--- start ---
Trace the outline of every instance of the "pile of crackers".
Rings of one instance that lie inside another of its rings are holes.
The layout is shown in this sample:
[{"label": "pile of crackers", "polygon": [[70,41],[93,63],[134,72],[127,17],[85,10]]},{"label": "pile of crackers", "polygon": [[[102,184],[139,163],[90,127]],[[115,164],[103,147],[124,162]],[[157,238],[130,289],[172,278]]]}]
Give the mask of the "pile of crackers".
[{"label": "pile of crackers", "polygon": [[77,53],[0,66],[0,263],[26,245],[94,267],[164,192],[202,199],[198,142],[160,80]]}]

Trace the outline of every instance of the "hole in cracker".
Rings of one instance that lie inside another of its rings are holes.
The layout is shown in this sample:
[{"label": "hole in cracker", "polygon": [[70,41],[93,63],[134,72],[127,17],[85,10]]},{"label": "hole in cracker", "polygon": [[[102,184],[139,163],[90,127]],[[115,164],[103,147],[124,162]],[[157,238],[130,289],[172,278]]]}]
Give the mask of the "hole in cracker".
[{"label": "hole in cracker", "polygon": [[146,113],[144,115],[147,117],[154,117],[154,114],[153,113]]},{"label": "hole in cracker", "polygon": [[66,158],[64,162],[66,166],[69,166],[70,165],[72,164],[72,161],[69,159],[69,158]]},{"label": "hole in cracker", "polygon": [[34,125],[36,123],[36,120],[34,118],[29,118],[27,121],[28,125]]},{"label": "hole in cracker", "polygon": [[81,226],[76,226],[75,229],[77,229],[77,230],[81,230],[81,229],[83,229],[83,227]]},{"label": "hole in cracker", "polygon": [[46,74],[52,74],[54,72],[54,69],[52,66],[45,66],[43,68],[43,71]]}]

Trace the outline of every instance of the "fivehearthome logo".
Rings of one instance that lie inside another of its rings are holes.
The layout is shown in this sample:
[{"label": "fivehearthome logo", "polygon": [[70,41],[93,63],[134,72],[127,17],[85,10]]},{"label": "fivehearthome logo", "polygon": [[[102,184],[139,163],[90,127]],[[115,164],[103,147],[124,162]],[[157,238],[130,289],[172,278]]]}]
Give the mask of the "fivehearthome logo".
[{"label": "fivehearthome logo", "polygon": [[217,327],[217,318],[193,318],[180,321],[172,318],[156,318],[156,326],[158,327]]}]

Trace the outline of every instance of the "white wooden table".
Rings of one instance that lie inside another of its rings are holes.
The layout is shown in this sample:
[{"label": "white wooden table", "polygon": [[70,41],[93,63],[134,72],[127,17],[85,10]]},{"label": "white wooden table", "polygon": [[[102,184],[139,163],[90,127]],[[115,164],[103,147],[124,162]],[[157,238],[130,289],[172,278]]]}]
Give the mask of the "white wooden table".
--- end ---
**EXERCISE**.
Please report every line of the items above that contains the string "logo", treating uppercase and lowercase letters as different.

**OUTPUT BELOW**.
Trace the outline of every instance of the "fivehearthome logo".
[{"label": "fivehearthome logo", "polygon": [[70,41],[93,63],[134,72],[127,17],[85,10]]},{"label": "fivehearthome logo", "polygon": [[[102,184],[139,163],[90,127]],[[115,164],[103,147],[124,162]],[[157,238],[130,289],[172,278]]]}]
Give the mask of the "fivehearthome logo".
[{"label": "fivehearthome logo", "polygon": [[217,327],[217,318],[193,318],[180,321],[172,318],[156,318],[156,326],[158,327]]}]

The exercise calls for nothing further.